→ **What is being asked**: All entries must be transcribed without a single difference.

:: Information supplied

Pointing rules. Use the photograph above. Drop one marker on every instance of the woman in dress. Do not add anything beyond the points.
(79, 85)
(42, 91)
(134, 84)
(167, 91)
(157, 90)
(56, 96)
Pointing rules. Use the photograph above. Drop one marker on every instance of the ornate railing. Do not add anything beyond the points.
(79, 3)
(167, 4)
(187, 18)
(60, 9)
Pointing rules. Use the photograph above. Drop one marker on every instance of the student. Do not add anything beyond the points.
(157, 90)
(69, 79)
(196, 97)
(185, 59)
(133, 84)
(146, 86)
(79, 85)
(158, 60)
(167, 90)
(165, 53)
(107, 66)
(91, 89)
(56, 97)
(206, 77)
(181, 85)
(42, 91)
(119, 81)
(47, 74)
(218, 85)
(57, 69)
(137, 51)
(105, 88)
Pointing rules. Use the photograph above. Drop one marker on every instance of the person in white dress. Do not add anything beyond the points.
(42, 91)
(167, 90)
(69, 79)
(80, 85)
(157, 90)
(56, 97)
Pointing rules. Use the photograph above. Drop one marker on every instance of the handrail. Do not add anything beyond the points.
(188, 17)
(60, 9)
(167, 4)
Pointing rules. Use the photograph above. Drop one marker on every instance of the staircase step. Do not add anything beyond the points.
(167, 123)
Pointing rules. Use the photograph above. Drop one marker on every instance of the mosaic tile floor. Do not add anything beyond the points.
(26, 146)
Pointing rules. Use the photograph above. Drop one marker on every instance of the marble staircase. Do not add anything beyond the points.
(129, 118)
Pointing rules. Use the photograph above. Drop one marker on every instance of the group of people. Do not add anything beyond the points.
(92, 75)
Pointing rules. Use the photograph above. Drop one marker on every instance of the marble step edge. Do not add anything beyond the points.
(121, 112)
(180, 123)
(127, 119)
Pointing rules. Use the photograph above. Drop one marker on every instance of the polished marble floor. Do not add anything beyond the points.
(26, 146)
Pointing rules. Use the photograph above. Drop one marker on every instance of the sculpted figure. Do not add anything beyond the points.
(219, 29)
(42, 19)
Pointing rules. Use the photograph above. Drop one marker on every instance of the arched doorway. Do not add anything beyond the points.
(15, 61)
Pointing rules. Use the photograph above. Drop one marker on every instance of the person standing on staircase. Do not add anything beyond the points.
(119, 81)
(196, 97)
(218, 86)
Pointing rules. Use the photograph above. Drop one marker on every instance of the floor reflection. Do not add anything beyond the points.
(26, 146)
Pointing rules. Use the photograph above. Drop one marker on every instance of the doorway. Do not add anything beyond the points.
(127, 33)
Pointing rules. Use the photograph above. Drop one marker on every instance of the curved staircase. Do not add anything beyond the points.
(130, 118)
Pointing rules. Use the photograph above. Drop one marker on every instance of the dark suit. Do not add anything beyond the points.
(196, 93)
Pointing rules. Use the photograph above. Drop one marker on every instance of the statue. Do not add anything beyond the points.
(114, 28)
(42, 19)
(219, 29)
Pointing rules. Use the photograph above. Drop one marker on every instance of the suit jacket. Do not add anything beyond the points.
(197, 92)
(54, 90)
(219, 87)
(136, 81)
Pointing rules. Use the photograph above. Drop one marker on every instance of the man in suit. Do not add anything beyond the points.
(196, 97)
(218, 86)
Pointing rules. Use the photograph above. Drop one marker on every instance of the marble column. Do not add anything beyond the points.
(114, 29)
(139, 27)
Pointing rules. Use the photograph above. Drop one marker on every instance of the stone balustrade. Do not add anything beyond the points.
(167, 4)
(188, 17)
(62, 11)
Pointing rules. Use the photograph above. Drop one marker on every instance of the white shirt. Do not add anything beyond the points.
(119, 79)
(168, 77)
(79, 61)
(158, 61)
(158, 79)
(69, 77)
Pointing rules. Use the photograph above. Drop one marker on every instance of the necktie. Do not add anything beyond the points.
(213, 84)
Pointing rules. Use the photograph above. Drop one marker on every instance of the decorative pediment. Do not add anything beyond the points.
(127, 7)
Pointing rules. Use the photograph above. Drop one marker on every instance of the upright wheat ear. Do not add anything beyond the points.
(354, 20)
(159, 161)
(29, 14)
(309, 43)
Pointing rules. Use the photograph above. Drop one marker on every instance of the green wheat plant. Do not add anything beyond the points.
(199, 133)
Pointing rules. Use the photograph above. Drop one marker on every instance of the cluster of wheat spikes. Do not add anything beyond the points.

::::

→ **Answer space**:
Pointing rules. Use the photograph above. Drop one marker on every instance of the woman in dress. Do not add anything beyond the points.
(79, 85)
(42, 91)
(134, 84)
(167, 91)
(157, 90)
(56, 96)
Pointing rules. Use the photograph above. Drop one marker on every instance of the ornate railing. Do not add anything beyond the points.
(79, 3)
(167, 4)
(187, 18)
(60, 9)
Pointing rules. Use the photograph above. Drop one marker on every instance of the student. Do not add anything beyond the points.
(157, 90)
(69, 79)
(196, 97)
(185, 59)
(133, 84)
(146, 86)
(79, 85)
(158, 60)
(167, 90)
(165, 53)
(107, 66)
(91, 89)
(56, 97)
(206, 77)
(181, 85)
(42, 91)
(119, 81)
(47, 74)
(218, 85)
(57, 69)
(137, 51)
(105, 88)
Pointing rules. Use the photograph above. Drop one marker on every instance of the person in white dress. Do not add anything beyond the points.
(42, 91)
(167, 90)
(69, 79)
(80, 85)
(157, 90)
(56, 97)
Pointing rules. Use the photograph above. Drop one marker on every instance of the handrail. Do not add anything beyond the points.
(188, 17)
(60, 9)
(167, 4)
Pointing rules. Use the photograph above. Drop one marker on every instance of the staircase step. Do not add anything beyond the points.
(167, 123)
Pointing rules. Use the photograph above. Drop one marker on every instance of the mosaic tile floor. Do not add anything beyond the points.
(26, 146)
Pointing rules. Use the photograph above. Drop one marker on every instance of the marble staircase. Do not add anything beyond the points.
(129, 118)
Pointing rules. Use the photograph above. Drop one marker on every instance of the group of people. Do not add anything beyond the points.
(92, 75)
Pointing rules. Use the photograph above. Drop one marker on every instance of the marble step edge. Do not add anything beyond the points.
(121, 112)
(180, 123)
(127, 119)
Pointing rules. Use the photograph above. Drop one marker on every instance of the polished marble floor. Do not add anything beyond the points.
(26, 146)
Pointing rules. Use the photograph above. Drop one marker on every instance of the sculpted figure. Do not add anything beyond the points.
(219, 29)
(42, 19)
Pointing rules. Use the photograph above. Drop one marker on every instance of the arched doorway. Do not add anything beyond the points.
(15, 61)
Pointing rules. Use the photograph above. Drop one marker on every instance of the person standing on staircase. Do not add anything beyond the points.
(119, 81)
(196, 97)
(218, 86)
Pointing rules. Use the photograph above. Drop one marker on every instance of the floor reflection. Do not add anything beyond the points.
(26, 146)
Pointing rules. Use the photograph above. Drop one marker on every instance of the doorway. Do not add anything beyond the points.
(127, 33)
Pointing rules. Use the photograph above. Drop one marker on every instance of the curved staircase. Do not add anything beyond the points.
(130, 118)
Pointing rules. Use the photograph above. Drop one marker on every instance of the dark suit. Do not add anything beyond the points.
(196, 93)
Pointing rules. Use the photograph above. Drop one marker on every instance of the statue. Do not add anything beyond the points.
(114, 28)
(42, 19)
(219, 29)
Pointing rules. Use the photograph above. Drop one marker on every instance of the suit jacket. Do not add anything beyond the points.
(197, 92)
(54, 90)
(219, 87)
(136, 81)
Pointing rules. Use the photograph above. Drop one marker on every instance of the man in suit. Do not add anything beyond the points.
(196, 97)
(218, 86)
Pointing rules. Use the photograph above. Drop one marker on every instance of the marble column. Do not add anything beyond the points.
(114, 29)
(139, 27)
Pointing rules. Use the photograph above. Drop one marker on every instance of the stone balustrade. Do not add anything beyond the points.
(167, 4)
(188, 17)
(62, 11)
Pointing rules. Use the photograph above. Drop one marker on every instance of the white shirt. Do not add anything beyond the points.
(119, 79)
(168, 77)
(79, 61)
(158, 61)
(158, 79)
(69, 77)
Pointing rules. Use the photograph above. Drop one marker on every instance of the necktie. Do not add anything beyond the points.
(213, 84)
Pointing rules. Use the photograph above. Drop one marker on every instance of the decorative pediment. Do not add anything beyond the points.
(127, 7)
Pointing rules. Use the photograph above. Drop one marker on every instance of the upright wheat ear. Do not add anything beyond the points.
(354, 20)
(159, 161)
(29, 14)
(309, 43)
Pointing rules. Use the photograph above. Drop one marker on every instance of the green wheat plant. Do not add anything beyond the points.
(199, 133)
Pointing rules. Use the photograph above. Drop one marker on every instance of the cluster of wheat spikes. Do not add anything beyond the points.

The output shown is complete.